*REQUIREMENT*. Go through the records and tally the lines that include the word "forearm". The answer is that total alone.

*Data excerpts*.
※
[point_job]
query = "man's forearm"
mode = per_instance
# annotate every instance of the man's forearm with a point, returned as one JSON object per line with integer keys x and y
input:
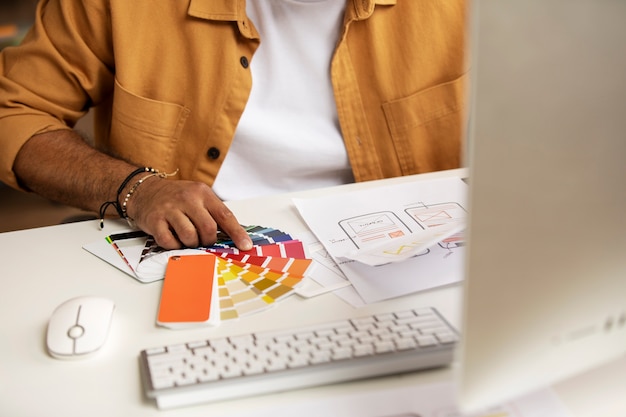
{"x": 60, "y": 166}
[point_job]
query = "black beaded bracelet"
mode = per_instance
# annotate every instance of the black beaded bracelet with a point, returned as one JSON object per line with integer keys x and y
{"x": 116, "y": 203}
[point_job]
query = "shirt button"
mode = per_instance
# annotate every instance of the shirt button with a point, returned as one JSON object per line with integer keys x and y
{"x": 213, "y": 153}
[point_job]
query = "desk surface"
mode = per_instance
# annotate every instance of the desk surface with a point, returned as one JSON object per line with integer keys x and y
{"x": 41, "y": 268}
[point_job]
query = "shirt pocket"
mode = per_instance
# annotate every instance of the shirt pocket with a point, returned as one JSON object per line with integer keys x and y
{"x": 427, "y": 128}
{"x": 146, "y": 131}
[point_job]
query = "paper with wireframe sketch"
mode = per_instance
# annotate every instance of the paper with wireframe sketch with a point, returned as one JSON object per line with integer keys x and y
{"x": 405, "y": 247}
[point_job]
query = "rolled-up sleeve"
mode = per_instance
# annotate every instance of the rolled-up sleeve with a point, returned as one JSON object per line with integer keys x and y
{"x": 63, "y": 66}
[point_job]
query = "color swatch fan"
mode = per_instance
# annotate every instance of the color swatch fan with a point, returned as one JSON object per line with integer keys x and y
{"x": 246, "y": 281}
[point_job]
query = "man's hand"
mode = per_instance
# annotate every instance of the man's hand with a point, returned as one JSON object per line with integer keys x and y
{"x": 183, "y": 213}
{"x": 60, "y": 166}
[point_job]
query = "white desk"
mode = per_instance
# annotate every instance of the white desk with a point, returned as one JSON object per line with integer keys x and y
{"x": 43, "y": 267}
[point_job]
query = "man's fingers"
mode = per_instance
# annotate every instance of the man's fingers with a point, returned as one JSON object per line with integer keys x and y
{"x": 229, "y": 225}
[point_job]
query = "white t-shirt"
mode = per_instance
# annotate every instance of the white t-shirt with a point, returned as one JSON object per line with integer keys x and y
{"x": 288, "y": 138}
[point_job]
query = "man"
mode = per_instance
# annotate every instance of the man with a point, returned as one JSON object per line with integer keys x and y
{"x": 328, "y": 92}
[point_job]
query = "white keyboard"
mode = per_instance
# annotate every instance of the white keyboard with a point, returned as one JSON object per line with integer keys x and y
{"x": 259, "y": 363}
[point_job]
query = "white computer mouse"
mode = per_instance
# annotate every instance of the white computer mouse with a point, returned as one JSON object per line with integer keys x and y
{"x": 79, "y": 327}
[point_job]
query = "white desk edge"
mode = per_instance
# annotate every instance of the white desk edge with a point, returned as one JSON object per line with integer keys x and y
{"x": 43, "y": 267}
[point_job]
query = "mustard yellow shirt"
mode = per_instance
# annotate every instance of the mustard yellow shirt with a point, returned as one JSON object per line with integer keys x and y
{"x": 168, "y": 81}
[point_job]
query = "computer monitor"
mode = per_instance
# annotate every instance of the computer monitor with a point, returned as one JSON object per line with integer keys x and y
{"x": 545, "y": 291}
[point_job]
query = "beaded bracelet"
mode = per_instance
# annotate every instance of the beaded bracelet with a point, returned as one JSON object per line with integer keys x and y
{"x": 116, "y": 203}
※
*ANSWER TO THIS EXERCISE*. 2